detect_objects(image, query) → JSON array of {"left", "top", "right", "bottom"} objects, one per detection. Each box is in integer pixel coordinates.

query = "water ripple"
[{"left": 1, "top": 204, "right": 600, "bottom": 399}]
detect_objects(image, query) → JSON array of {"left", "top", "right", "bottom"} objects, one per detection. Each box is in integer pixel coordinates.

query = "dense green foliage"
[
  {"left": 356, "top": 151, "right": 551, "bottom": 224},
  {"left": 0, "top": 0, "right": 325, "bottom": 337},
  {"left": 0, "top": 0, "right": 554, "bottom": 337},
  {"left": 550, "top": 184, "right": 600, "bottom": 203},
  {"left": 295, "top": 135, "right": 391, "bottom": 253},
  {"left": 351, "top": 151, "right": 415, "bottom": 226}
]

Your instructions — The records above should be repeated exactly. Print them all.

Finished task —
detect_objects(image, query) → JSON array of {"left", "top", "right", "bottom"} objects, one per detection. Each box is in integer pixel coordinates.

query = "water ripple"
[{"left": 1, "top": 204, "right": 600, "bottom": 399}]
detect_objects(image, query) → JSON array of {"left", "top", "right", "bottom"} objects, one per detection. Each box is in integer pixel coordinates.

query = "dense green foliage"
[
  {"left": 356, "top": 151, "right": 551, "bottom": 224},
  {"left": 0, "top": 0, "right": 325, "bottom": 337},
  {"left": 0, "top": 0, "right": 554, "bottom": 337},
  {"left": 550, "top": 184, "right": 600, "bottom": 203},
  {"left": 295, "top": 135, "right": 391, "bottom": 253},
  {"left": 351, "top": 151, "right": 415, "bottom": 226}
]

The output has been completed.